===== Material provided =====

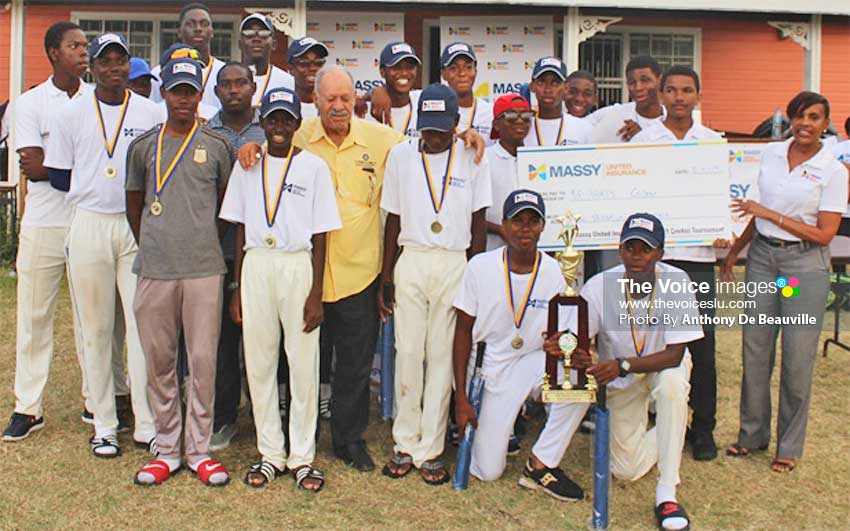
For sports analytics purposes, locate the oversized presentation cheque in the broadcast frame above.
[517,140,731,250]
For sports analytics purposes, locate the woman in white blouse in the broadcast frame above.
[721,92,848,472]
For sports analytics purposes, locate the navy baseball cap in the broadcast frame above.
[620,212,664,249]
[160,59,204,92]
[502,188,546,219]
[416,83,458,132]
[159,42,201,66]
[239,13,274,32]
[129,57,159,81]
[381,42,422,66]
[260,87,301,120]
[286,37,329,63]
[440,42,478,67]
[531,57,567,81]
[89,33,130,62]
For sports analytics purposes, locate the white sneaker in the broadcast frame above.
[210,424,236,452]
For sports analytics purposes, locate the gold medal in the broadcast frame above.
[511,336,525,350]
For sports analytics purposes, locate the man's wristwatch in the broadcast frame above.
[617,358,632,378]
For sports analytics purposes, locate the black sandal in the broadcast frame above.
[655,502,691,531]
[419,459,451,486]
[293,465,325,494]
[381,453,413,479]
[245,461,286,489]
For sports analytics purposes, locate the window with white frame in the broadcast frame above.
[71,12,239,79]
[579,26,701,107]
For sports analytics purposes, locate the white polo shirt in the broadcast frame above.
[381,139,493,251]
[219,151,342,252]
[832,140,850,218]
[249,64,295,107]
[366,90,422,138]
[583,101,667,144]
[457,98,496,146]
[570,262,704,389]
[13,76,92,227]
[756,138,847,241]
[630,122,723,263]
[453,247,574,381]
[157,101,218,124]
[44,92,161,214]
[524,113,593,147]
[151,57,227,109]
[484,141,519,251]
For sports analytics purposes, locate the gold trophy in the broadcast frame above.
[542,210,597,403]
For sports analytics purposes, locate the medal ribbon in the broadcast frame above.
[534,114,564,146]
[254,63,272,107]
[421,140,455,214]
[154,121,198,197]
[390,101,413,134]
[263,143,295,228]
[502,247,540,332]
[624,275,655,357]
[92,89,130,160]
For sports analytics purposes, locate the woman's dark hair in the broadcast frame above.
[785,90,829,120]
[661,65,699,92]
[44,21,80,57]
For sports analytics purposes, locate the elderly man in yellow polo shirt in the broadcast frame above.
[239,65,484,472]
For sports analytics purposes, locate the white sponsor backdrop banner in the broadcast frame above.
[729,143,767,237]
[517,140,731,250]
[440,16,554,100]
[307,10,406,91]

=====

Exercise description: Lay out every line of the entries above as a Markdown table with the columns Row and Line, numbering the rows in order and skipping blank lines. Leave the pictures out.

The completed task:
| Row | Line |
|---|---|
| 1 | For sports analytics purposes, locate the oversized presentation cheque in the broadcast frame above. |
| 2 | [517,140,731,250] |
| 3 | For sports analytics purposes, locate the woman in white blouse in the broadcast frame above. |
| 4 | [721,92,848,472] |
| 5 | For sports analytics purposes, locate the navy baseball cap in the broadcast frame above. |
| 6 | [620,212,664,249] |
| 7 | [160,59,204,92] |
| 8 | [502,188,546,219] |
| 9 | [416,83,458,132] |
| 10 | [159,42,201,66] |
| 11 | [239,13,274,32] |
| 12 | [129,57,159,81] |
| 13 | [381,42,422,66] |
| 14 | [260,87,301,120] |
| 15 | [286,37,329,63] |
| 16 | [440,42,478,67] |
| 17 | [531,57,567,81] |
| 18 | [89,33,130,62] |
| 19 | For sports analytics purposes, locate the white sneaker in the broadcast frame above. |
| 20 | [210,424,236,452] |
| 21 | For sports analytics purposes, locate the gold medal in the broadcast frame above. |
| 22 | [511,336,525,350] |
| 23 | For sports analytics purposes, locate the man's wristwatch in the broadcast frame above. |
| 24 | [617,358,632,378] |
| 25 | For sports analytics purposes, locate the black sandal in the broadcast frame above. |
| 26 | [655,502,691,531] |
| 27 | [419,459,451,486] |
| 28 | [293,465,325,494] |
| 29 | [381,453,413,479] |
| 30 | [245,461,286,489] |
| 31 | For sports analytics purposes, locate the window with white frame in the broadcast frame above. |
| 32 | [71,12,239,79] |
| 33 | [579,26,701,107] |
| 34 | For sports analytics purposes, locate the white polo shirt in the broadcast frame above. |
| 35 | [381,139,493,251] |
| 36 | [219,151,342,252] |
| 37 | [832,140,850,218] |
| 38 | [249,64,295,107] |
| 39 | [366,90,422,138] |
| 40 | [583,101,667,144] |
| 41 | [457,98,496,146] |
| 42 | [570,262,704,389] |
| 43 | [13,76,92,227] |
| 44 | [756,138,847,241] |
| 45 | [630,122,723,263] |
| 46 | [453,247,574,381] |
| 47 | [157,101,218,124] |
| 48 | [44,92,161,214] |
| 49 | [524,113,593,147] |
| 50 | [151,57,227,109] |
| 51 | [484,141,519,251] |
| 52 | For sports analytics purposes, locate the gold trophy in the broadcast frame above. |
| 53 | [542,210,597,403] |
| 54 | For sports analytics purposes, locate the medal ribbon in the broadcast frame above. |
| 55 | [534,114,564,146] |
| 56 | [254,63,272,107] |
| 57 | [421,140,455,214] |
| 58 | [154,121,198,197] |
| 59 | [390,101,413,134] |
| 60 | [263,143,295,228] |
| 61 | [502,247,540,332] |
| 62 | [624,275,655,357] |
| 63 | [92,89,130,160] |
| 64 | For sports analytics purposes, locate the woman's dark hair in the broadcast frame above. |
| 65 | [785,90,829,120] |
| 66 | [661,65,699,92] |
| 67 | [44,21,80,57] |
| 68 | For sports analytics purposes, locate the elderly man in yellow polo shirt in the broadcast frame above. |
| 69 | [239,65,484,472] |
| 70 | For sports analytics purposes, locate the white sponsor backdrop banner in the broadcast frame above. |
| 71 | [729,143,767,237] |
| 72 | [517,140,731,250] |
| 73 | [440,16,554,100] |
| 74 | [307,10,406,91] |